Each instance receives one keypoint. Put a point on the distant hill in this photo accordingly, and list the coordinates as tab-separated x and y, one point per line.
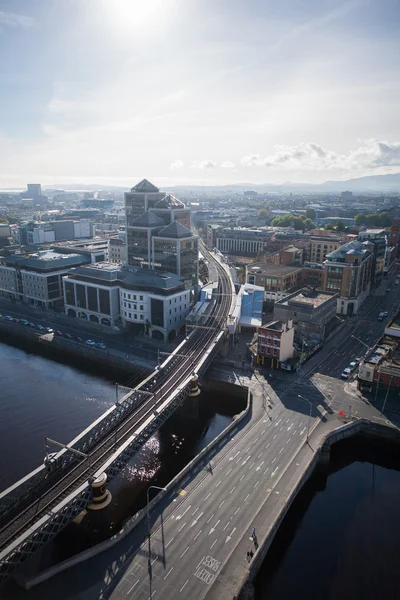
371	183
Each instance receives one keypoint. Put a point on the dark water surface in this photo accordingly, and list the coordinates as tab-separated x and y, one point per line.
341	537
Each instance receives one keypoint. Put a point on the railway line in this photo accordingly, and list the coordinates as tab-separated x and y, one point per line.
155	390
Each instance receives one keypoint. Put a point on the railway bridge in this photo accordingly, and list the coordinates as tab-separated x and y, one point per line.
39	506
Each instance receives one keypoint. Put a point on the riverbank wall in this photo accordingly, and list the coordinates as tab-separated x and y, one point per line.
64	350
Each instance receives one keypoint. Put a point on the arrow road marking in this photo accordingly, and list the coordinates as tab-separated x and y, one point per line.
183	514
196	519
230	536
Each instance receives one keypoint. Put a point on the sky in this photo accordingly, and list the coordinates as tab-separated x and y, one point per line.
198	92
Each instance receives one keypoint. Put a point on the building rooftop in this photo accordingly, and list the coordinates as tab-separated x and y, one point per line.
148	219
169	201
312	298
145	187
271	269
175	230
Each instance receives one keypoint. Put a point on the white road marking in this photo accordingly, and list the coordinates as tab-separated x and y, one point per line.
230	535
210	518
184	552
213	528
134	585
196	520
233	457
183	514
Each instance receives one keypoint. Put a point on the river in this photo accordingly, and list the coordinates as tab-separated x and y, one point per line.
340	539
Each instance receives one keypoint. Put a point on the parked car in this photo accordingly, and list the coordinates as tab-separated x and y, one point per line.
346	372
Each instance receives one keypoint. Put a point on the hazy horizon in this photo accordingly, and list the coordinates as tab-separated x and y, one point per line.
106	92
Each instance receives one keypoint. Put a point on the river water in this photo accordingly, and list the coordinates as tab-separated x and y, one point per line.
340	539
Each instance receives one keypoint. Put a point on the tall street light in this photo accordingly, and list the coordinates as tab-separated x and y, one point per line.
154	487
361	342
309	416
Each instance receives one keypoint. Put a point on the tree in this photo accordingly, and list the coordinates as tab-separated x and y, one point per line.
340	226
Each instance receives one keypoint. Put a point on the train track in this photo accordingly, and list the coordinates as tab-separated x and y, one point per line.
161	386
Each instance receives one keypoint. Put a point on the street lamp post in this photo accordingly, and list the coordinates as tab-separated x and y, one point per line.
309	416
363	343
154	487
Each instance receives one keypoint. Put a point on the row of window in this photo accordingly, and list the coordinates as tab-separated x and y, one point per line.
134	296
135	316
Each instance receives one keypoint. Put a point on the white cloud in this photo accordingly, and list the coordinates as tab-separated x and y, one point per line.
203	164
311	156
227	164
177	164
16	20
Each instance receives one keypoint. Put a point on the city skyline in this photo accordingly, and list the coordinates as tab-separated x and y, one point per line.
198	93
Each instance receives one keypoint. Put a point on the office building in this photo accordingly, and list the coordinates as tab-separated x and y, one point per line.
349	271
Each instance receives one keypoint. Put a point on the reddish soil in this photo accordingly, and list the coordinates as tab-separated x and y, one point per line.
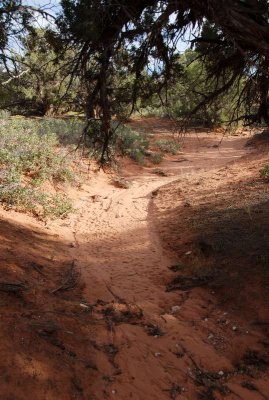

WHAT IS EXPECTED — Write out every one of the lines above as a numbered list, leaving out the pictures and any blank lines.

WORKED SOLUTION —
1. Each instance receives one keypoint. Put a point on the distant hill in this photo accordingly, and list the coordinates as tab-separated x and y, one point per line.
2. 371	183
3. Each instance receives one keypoint. Put a point on the dark water surface in this photo accordingly, and list the coordinates as tab-separated x and y, one point per line.
4. 341	537
5. Each instance receives one keypoint. Put a point on the railway line in this photo accordingly, and list the coordinates as tab-separated x and y, one point per line.
6. 155	390
7. Each instance receives one keypoint. Put a point on the railway bridge in this photo accordingly, and list the coordinates as tab-separated x and y, one point per line.
8. 39	506
9. Each instance receives one keypoint. Put a point on the riverbank wall in this photo accordingly, and list the coordinates as tab-separated x and y, one point per line.
10. 64	350
11. Each instance receives one keypoint. Put a point on the arrow road marking in this photo accordingly, and list the coordinates as tab-separated x and y, one point per line.
12. 183	514
13. 196	519
14. 230	536
15. Each instance receives one keypoint. Put a point on the sky in this photo accordingly, and list the coordinates as tab-separated x and y, one point per line.
16. 198	92
17. Each instance receives one keypoint. Put a point on the building rooftop in this photo accordingly, and list the coordinates as tab-separated x and y, one point per line.
18. 148	219
19. 169	201
20. 312	298
21. 145	187
22. 271	269
23. 175	230
24. Each instance receives one keypoint. Put a point on the white road marking in this photo accordingly, and list the coordinates as tab-separated x and y, one point per line.
25. 230	535
26. 210	518
27. 184	552
28. 213	528
29. 134	585
30. 196	520
31. 233	457
32. 183	514
33. Each instance receives one keypoint. Put a point on the river in this photo accordingly, and list the coordinates as tab-separated x and y, one point per line.
34. 340	539
35. Each instance receives one keypoint. Put a point on the parked car in this photo accordingly, and list the coordinates as tab-separated x and y, one point per line.
36. 346	372
37. Each instance receives one keypoint. Put a point on the hazy horizon in this photo accordingly, and list the coordinates as tab-separated x and y, one point per line.
38. 106	92
39. Each instance receives one keypoint. Put a point on the river water in this photo accordingly, and list the coordinates as tab-separated x and y, one point per line.
40. 340	539
41. Each instance receives one keypoint. Put a point on the tall street light in this photo accordingly, and list the coordinates as tab-separated x and y, one point per line.
42. 154	487
43. 361	342
44. 309	416
45. Each instance receives one keypoint. Put a point on the tree in this photo accordingly, and list the coordinates as tab-separated x and y, one point per line.
46. 340	226
47. Each instance receives one keypoint. Put a point on the train track in this photo accordingly, and list the coordinates as tab-separated x and y, one point per line.
48. 161	386
49. Each instance receives one keypoint. Put a point on the street lamp post in this photo accordingly, and list the coordinates as tab-separated x and y, one point per line.
50. 309	416
51. 363	343
52. 154	487
53. Each instance receives one keypoint. Put a point on the row of window in this photo accordingly, and list the coordinates as tab-separated x and y, one point per line.
54. 134	296
55. 135	316
56. Each instance receives one keypoint. Put a point on the white cloud in this photo accordingly, and list the coordinates as tab-separated x and y, one point per line.
57. 203	164
58. 311	156
59. 227	164
60. 177	164
61. 16	20
62. Each instance receives one keypoint. Put a point on the city skyline in this photo accordingly, and list the coordinates as tab-separated x and y, one point per line.
63. 198	93
64. Each instance receives one keypoint. Put a point on the office building in this photo accordingly, and list the coordinates as tab-separated x and y, one point per line.
65. 349	271
66. Each instance receives one keypoint. Put a point on the reddish soil in this photo accordingly, and list the coordinates as tab-separated x and y, one point per line.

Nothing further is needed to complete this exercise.